(Referring expression data)
================

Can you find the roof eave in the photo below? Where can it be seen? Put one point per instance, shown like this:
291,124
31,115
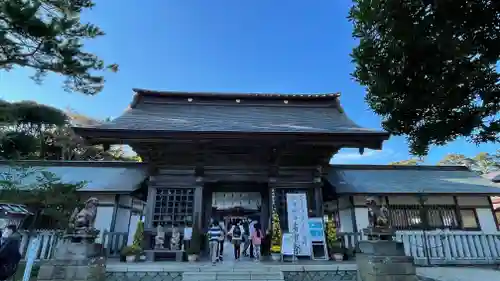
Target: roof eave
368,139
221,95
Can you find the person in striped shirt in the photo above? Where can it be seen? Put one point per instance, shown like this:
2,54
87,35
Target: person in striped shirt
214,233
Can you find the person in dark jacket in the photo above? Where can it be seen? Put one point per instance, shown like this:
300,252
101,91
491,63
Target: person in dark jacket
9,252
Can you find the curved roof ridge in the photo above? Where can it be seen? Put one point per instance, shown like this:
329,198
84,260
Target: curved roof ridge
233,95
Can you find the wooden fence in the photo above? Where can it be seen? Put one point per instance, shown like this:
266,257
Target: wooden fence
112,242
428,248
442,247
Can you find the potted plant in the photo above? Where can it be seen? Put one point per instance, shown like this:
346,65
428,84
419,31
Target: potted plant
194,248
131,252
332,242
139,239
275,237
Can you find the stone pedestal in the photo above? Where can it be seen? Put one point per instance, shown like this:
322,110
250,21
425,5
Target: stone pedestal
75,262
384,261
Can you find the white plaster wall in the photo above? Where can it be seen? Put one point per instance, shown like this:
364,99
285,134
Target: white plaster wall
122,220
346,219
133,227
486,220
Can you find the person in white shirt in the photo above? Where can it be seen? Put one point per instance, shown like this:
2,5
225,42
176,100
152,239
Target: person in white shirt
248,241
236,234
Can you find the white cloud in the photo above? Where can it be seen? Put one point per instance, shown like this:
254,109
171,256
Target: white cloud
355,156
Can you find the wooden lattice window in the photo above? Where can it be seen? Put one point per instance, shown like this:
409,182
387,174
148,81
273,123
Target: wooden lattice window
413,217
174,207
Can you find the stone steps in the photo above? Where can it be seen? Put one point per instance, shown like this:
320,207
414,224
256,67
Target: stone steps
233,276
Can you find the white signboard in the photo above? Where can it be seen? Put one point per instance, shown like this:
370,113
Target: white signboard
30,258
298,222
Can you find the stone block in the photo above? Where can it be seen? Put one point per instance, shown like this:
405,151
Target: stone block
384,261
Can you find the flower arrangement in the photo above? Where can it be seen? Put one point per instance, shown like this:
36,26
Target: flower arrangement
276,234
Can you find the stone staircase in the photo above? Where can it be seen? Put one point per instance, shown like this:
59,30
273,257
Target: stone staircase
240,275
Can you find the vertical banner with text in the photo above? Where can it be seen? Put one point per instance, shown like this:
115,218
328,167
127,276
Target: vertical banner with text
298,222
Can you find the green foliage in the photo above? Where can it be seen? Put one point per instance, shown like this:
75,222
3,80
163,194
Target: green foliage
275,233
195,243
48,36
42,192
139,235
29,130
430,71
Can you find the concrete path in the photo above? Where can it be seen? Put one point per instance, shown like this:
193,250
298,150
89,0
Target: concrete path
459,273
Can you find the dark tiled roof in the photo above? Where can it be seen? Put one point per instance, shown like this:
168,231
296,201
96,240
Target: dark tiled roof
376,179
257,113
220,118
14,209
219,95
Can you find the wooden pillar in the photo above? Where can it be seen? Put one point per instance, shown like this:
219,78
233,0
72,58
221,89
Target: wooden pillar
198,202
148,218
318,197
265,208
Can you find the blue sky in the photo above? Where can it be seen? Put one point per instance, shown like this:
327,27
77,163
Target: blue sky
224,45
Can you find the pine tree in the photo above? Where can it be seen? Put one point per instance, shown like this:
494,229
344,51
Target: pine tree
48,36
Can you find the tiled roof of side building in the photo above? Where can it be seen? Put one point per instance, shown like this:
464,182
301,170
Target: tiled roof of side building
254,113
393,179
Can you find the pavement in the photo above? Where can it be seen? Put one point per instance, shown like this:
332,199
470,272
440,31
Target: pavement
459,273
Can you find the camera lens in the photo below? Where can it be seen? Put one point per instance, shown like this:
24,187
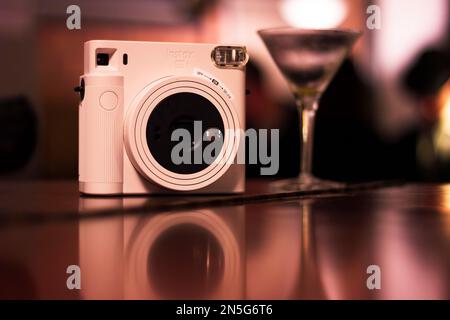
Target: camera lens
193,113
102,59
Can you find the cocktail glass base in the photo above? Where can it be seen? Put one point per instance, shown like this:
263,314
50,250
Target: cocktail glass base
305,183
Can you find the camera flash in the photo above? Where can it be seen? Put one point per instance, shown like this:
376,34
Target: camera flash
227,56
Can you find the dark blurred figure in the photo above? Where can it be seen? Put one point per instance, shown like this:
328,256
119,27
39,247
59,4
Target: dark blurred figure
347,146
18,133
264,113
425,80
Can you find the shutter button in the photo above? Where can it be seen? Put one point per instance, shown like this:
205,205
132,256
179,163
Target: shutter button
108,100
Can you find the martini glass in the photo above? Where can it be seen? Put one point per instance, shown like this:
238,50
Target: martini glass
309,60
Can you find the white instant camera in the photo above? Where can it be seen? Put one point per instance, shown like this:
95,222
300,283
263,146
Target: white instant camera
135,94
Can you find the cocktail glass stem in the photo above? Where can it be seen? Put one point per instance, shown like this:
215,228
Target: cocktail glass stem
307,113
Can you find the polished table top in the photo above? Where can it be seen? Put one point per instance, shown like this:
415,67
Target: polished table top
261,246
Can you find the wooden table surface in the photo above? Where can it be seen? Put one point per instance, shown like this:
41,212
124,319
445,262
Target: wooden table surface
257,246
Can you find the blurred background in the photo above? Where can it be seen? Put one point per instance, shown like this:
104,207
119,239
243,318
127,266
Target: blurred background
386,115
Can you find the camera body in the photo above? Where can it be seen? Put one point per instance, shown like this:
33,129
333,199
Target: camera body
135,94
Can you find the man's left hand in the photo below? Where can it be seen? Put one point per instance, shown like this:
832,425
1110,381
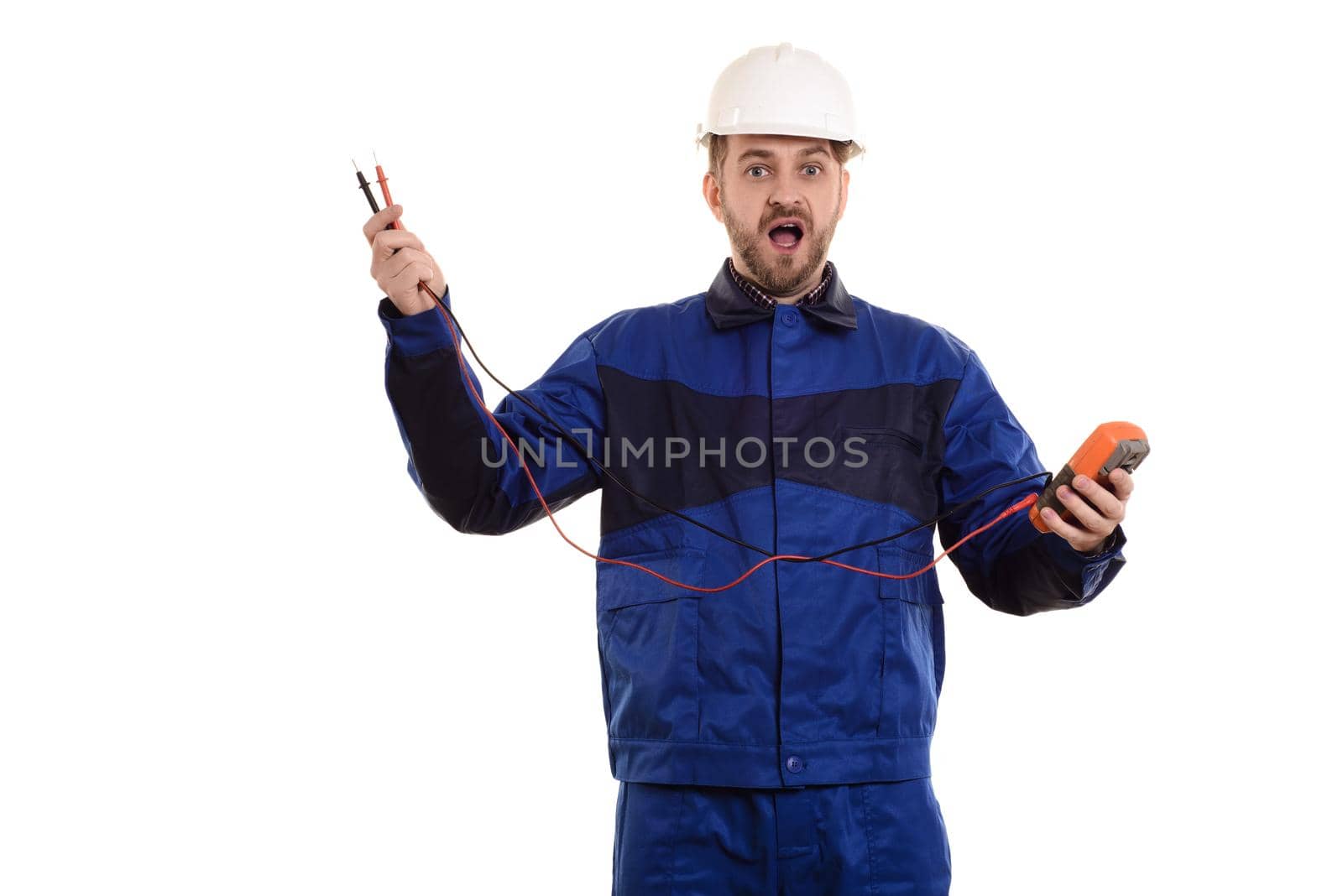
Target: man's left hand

================

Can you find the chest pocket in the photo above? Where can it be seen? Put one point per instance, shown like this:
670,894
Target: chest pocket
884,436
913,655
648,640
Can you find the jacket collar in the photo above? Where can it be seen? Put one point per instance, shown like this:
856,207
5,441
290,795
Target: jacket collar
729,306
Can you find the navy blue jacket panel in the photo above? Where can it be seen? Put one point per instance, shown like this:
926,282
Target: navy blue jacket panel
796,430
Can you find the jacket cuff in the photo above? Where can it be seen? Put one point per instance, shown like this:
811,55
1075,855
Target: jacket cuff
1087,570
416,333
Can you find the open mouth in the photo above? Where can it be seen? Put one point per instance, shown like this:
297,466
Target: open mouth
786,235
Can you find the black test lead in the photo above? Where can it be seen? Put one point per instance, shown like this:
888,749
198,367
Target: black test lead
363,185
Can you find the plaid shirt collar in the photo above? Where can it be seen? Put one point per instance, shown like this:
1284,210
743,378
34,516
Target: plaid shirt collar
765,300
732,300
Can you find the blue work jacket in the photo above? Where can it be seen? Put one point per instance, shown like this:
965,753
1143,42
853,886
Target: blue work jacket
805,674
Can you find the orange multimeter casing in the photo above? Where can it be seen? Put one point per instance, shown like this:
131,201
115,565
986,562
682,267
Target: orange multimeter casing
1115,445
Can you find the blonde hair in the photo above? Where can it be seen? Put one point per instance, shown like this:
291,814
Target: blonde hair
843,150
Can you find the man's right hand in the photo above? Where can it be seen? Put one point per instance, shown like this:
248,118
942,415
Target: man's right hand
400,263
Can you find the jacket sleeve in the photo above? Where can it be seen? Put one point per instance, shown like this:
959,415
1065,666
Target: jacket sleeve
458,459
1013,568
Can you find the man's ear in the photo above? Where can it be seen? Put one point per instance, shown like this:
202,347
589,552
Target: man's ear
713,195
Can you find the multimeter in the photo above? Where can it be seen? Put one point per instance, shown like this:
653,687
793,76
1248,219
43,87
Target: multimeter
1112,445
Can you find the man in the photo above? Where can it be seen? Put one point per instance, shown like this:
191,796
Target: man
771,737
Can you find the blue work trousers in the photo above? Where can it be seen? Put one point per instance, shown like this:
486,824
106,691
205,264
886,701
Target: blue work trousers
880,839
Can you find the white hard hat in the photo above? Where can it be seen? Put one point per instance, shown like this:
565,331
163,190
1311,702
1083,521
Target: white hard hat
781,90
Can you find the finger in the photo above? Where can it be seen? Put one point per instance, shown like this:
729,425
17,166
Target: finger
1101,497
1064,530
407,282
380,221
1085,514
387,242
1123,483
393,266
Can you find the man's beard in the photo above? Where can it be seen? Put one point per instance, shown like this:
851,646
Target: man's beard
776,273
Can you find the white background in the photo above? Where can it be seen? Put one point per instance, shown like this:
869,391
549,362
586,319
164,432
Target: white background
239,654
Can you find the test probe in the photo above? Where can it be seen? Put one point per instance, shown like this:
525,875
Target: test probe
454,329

================

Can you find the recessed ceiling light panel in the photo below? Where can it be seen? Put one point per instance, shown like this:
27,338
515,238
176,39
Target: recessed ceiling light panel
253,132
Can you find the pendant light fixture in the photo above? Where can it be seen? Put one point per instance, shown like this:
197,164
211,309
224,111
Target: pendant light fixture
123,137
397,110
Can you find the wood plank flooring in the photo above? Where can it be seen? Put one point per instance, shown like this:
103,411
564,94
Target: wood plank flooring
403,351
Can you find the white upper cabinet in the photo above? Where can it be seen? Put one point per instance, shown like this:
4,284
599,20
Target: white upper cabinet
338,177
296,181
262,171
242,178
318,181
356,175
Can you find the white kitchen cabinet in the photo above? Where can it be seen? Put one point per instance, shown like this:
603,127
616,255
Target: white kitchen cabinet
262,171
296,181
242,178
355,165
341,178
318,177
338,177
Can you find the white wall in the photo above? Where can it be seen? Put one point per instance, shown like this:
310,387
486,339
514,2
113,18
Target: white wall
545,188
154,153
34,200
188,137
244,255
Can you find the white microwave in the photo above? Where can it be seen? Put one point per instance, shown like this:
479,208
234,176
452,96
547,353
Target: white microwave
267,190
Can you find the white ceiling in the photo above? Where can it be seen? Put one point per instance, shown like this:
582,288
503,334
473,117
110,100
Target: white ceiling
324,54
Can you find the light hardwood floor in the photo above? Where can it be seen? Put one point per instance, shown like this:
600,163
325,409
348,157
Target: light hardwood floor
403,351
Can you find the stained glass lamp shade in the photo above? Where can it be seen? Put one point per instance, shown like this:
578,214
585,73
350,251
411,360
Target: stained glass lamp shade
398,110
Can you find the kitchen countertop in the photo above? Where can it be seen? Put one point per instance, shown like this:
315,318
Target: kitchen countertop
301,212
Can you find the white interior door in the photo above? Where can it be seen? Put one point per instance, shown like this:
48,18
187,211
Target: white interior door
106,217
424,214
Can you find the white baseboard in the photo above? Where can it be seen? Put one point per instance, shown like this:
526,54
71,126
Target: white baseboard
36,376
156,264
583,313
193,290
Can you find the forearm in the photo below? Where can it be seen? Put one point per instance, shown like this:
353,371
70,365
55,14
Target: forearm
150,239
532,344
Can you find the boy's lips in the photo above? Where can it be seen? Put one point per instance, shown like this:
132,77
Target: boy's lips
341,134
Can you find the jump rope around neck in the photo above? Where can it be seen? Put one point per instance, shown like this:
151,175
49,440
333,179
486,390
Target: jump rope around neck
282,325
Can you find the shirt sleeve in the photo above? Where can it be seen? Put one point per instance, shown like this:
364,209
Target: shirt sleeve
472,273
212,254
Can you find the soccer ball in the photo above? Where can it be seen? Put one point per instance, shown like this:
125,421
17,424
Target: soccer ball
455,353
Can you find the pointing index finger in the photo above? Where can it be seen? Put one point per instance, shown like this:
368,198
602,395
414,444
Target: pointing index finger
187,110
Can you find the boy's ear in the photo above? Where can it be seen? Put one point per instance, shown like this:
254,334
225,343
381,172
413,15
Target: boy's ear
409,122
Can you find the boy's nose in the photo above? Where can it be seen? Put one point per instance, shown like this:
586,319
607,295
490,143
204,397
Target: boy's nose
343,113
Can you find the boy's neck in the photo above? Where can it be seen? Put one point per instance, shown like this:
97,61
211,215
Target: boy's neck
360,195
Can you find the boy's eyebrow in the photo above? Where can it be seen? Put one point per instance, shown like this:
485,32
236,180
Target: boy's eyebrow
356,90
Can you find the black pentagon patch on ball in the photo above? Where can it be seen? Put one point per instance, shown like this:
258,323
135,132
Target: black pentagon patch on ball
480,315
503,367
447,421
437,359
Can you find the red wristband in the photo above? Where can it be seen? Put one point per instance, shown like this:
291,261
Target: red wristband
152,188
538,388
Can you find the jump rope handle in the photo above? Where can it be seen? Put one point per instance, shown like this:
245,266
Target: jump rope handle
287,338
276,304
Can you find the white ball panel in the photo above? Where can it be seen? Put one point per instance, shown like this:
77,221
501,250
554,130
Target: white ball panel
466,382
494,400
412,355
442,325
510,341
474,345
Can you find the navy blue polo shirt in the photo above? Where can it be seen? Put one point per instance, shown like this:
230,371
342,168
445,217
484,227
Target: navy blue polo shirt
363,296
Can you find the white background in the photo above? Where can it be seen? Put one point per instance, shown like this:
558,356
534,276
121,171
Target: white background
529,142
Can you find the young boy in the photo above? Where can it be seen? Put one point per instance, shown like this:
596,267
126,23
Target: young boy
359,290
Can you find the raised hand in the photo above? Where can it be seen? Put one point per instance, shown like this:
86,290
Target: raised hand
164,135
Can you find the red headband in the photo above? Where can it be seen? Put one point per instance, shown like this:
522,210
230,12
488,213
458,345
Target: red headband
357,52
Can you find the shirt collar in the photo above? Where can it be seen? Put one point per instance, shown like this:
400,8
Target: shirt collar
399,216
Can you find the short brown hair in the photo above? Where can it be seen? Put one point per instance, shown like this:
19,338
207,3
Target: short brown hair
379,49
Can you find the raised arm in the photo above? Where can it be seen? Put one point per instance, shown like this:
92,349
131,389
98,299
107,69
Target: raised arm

================

(Task brief) Number of lines holding "left" in the data: give it, with nothing else.

(Response to this task) 2